Source extract:
[145457] in cryptography@c2.net mail archive
Re: A mighty fortress is our PKI, Part II
daemon@ATHENA.MIT.EDU (Ben Laurie)
Wed Jul 28 11:44:52 2010
Date: Wed, 28 Jul 2010 16:05:57 +0100
From: Ben Laurie <ben@links.org>
To: "Perry E. Metzger" <perry@piermont.com>
CC: Ben Laurie <benl@google.com>,
Peter Gutmann <pgut001@cs.auckland.ac.nz>,
cryptography@metzdowd.com
In-Reply-To: <20100728110108.39a779c7@jabberwock.cb.piermont.com>
On 28/07/2010 16:01, Perry E. Metzger wrote:
> On Wed, 28 Jul 2010 15:16:32 +0100 Ben Laurie <benl@google.com> wrote:
>> SSH does appear to have got away without revocation, though the
>> nature of the system is s.t. if I really wanted to revoke I could
>> almost always contact the users and tell them in person.

Entries shown:
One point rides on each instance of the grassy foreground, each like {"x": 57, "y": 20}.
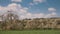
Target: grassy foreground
{"x": 31, "y": 32}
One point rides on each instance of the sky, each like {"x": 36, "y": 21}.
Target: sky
{"x": 31, "y": 8}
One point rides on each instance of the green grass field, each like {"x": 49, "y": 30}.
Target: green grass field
{"x": 31, "y": 32}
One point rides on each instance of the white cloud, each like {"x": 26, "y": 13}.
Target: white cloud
{"x": 40, "y": 15}
{"x": 23, "y": 11}
{"x": 53, "y": 14}
{"x": 39, "y": 1}
{"x": 16, "y": 0}
{"x": 52, "y": 9}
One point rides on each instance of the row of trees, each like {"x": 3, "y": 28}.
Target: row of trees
{"x": 11, "y": 22}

Required task A:
Name every person the PKI email mentions by name.
Required task B:
Extend the PKI email from where it stops.

Task output A:
Ben Laurie
Perry E. Metzger
Peter Gutmann

Task output B:
>
> No, that's not what SSH does, or rather, it confuses the particular
> communications channel (i.e. some out of band mechanism) with the
> method that actually de-authorizes the key.
>
> The point is that in SSH, if a key is stolen, you remove it from the
> list of keys allowed to log in to a host. The key now need never be
> thought about again. We require no list of "revoked keys" be kept,
> just as we required no signed list of keys that were authorized. We
> just had some keys in a database to indicate that they were
> authorized, and we removed a key to de-authorize it.
I am referring to the SSH host key. Fully agree for user keys.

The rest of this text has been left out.